> [What is asked]:
(A) Write out the passage from the owner-builder thread from "## Paternoster" up to and including "as previous said.".
(B) Answer these from the owner-builder thread:
(i) How long is the course attended at TAFE?
(ii) How much might already have been spent in fees by the permit stage?
(iii) In which place is the renting cost mentioned?
(C) Rewrite the paragraph of the owner-builder thread that begins "Mate, you need to start" as a short list, keeping its main facts.

> [Source excerpt]:
────────
Please enlighten me!

----------


## barney118

Mate, you need to start with your local authorities on OB, here in Australia each state has different requirements. Basically we attend a 2 day course at TAFE (education place) and pay some fees to govt dept to get a permit to owner build. Apply to local govt for permit which requires specific plans and details of what you are building. By this stage you already could have forked out $10k in fees to start the ball rolling. 
The other part of your question "banks" yes they hate the OB because we are considered a risk of not finishing the job, spending on something else, no insurances etc (which is another argument). The banks can value your place to whatever they want, basically they assume you will fail and they want to recover what you owe them so thats as good as the valuation gets regardless of how much you might save in labour costs, so you need to include these in your estimates to the bank and that way the valuation will come back better.

----------


## Paternoster

So,if the bank agrees,they pay you basically the whole amount in "one shot"?I contacted a kit home company a while ago and they had a "road map" from start to finish.It was talking about a step by step increasing financial burden (which was already somewhat scary,considered renting cost in Albany,WA) but than I read about others and their experience,juggling big numbers and didn´t make it sound like the financial plan could be done as previous said.
────────
> [Supplied information]:
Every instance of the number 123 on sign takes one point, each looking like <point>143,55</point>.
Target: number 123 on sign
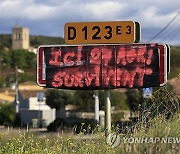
<point>102,32</point>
────────
> [The answers]:
(A)
## Paternoster

So,if the bank agrees,they pay you basically the whole amount in "one shot"?I contacted a kit home company a while ago and they had a "road map" from start to finish.It was talking about a step by step increasing financial burden (which was already somewhat scary,considered renting cost in Albany,WA) but than I read about others and their experience,juggling big numbers and didn´t make it sound like the financial plan could be done as previous said.

(B)
(i) 2 days
(ii) $10k
(iii) Albany, WA

(C)
- Start with your local authorities on owner building; in Australia, requirements differ by state.
- Attend a 2-day course at TAFE.
- Pay fees to a government department for an owner-builder permit.
- Apply to local government for a permit, which needs specific plans and details of what you are building.
- By this stage, you could already have spent $10k in fees.